> [Written request]: Reproduce, word for word, everything from the line containing "Shelf-audit tool: tag the grassy" down to the end of the records.

(Excerpts from a point labeling dataset)
**********

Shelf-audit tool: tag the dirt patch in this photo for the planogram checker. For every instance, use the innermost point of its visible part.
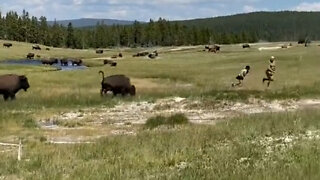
(123, 118)
(269, 48)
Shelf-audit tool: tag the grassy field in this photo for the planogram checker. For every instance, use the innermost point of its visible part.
(263, 146)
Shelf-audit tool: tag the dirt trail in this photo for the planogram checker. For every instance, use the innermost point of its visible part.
(120, 120)
(196, 111)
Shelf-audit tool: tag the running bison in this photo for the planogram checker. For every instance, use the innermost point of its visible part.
(8, 45)
(117, 84)
(36, 47)
(30, 55)
(10, 84)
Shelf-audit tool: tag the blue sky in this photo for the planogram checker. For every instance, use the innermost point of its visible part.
(143, 10)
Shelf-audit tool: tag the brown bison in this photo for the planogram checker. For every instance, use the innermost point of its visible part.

**********

> [Task result]:
Shelf-audit tool: tag the grassy field in this photo for the planogram checker. For every instance, use the innermost point of its visible part.
(263, 146)
Shelf-audit tool: tag the dirt trail in this photo for the planogram checker. For every instance, use the innermost point of its visible part.
(120, 120)
(196, 111)
Shelf-audit tool: tag the running bison in this photo for the planogram checker. For every instance, use the innermost point of its visible part.
(8, 45)
(117, 84)
(36, 47)
(30, 55)
(10, 84)
Shelf-audit tool: tag the blue sky in this photo for the planogram checker. For every instance, use the innermost point of its visible part.
(143, 10)
Shelf-audit tool: tag the brown bison in this photo for the planogram checker. For every instance, use the innermost point of its visible part.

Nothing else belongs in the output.